A police investigation into harassment against a migrant worker and his former employer has concluded. The police were unable to find the harasser, but also found no evidence of wrongdoing on Sharif's part. So why does he have to be kicked out of Singapore?

In early April I sent out this special issue about the serious and unfair predicament Uddin MD Sharif—a 46-year-old migrant worker, poet, writer and activist—had been put in after he and his employer became victims of a harasser claiming that he owed money to loan sharks. Because of this harassment, his employer decided to sack him, supposedly “under police and MOM advice”.

“This is totally unfair”: Uddin MD Sharif’s precarious situation
In a termination notice given to Uddin MD Sharif—a poet and writer who has been a migrant worker in Singapore for 16 years—his employer says that the Ministry of Manpower and police advised them to sack him even though he and his company have been on the receiving end of harassment.

Click to read the special issue sent out on 3 April 2024.

For a migrant worker, termination means losing his work permit and therefore his ability to remain in Singapore. Although Sharif managed to find another company willing to hire him, that opportunity fell through when the harassment mysteriously followed through to that employer.

As the clock ticked down to the day Sharif would have to leave the country, the #SharifStays campaign led by Workers Make Possible gained momentum and generated outcry over the way Singapore was treating a worker who has made significant contributions not just to our physical landscape, but also our literary and civil society scenes. A joint Singapore Police Force and Ministry of Manpower statement, published on Facebook on 6 April, denied that MOM had advised the employer to fire Sharif, but admitted that, when the employer’s daughter sought help from the Geylang Neighbourhood Police Centre, “The [on-duty] officer, out of concern for her family’s and her well-being, also advised her generally that harassment would usually stop after the work pass of a foreign worker being harassed had been cancelled, and the worker no longer worked for the employer.” The police and MOM agreed to let Sharif stay in the country on a Special Pass until investigations into the harassment were concluded.

= INFORMATION PROVIDED =
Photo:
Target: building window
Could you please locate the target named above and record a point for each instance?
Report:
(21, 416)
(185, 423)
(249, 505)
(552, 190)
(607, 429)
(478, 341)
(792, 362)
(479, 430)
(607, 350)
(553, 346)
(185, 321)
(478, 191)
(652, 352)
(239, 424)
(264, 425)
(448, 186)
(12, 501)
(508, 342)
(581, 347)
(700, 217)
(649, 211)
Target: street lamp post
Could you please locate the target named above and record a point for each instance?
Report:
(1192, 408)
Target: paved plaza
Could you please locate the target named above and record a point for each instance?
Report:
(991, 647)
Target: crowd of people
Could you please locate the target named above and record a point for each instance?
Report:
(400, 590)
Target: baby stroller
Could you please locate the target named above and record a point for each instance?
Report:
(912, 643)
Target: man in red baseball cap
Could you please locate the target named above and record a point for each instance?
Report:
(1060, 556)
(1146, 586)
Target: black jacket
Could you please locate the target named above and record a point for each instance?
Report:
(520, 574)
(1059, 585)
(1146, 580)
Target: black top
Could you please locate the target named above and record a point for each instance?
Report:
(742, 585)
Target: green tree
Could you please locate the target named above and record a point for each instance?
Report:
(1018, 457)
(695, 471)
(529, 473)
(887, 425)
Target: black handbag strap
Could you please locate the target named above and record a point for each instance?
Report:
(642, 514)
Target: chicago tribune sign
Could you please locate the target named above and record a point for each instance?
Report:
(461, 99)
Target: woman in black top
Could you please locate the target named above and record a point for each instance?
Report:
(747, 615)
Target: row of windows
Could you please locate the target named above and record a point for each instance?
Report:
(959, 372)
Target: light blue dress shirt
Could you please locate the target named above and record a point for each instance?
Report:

= WHAT TO DO =
Return, word for word, the stretch of the text on Uddin MD Sharif's situation from "For a migrant" through "to that employer.".

= TASK ANSWER =
For a migrant worker, termination means losing his work permit and therefore his ability to remain in Singapore. Although Sharif managed to find another company willing to hire him, that opportunity fell through when the harassment mysteriously followed through to that employer.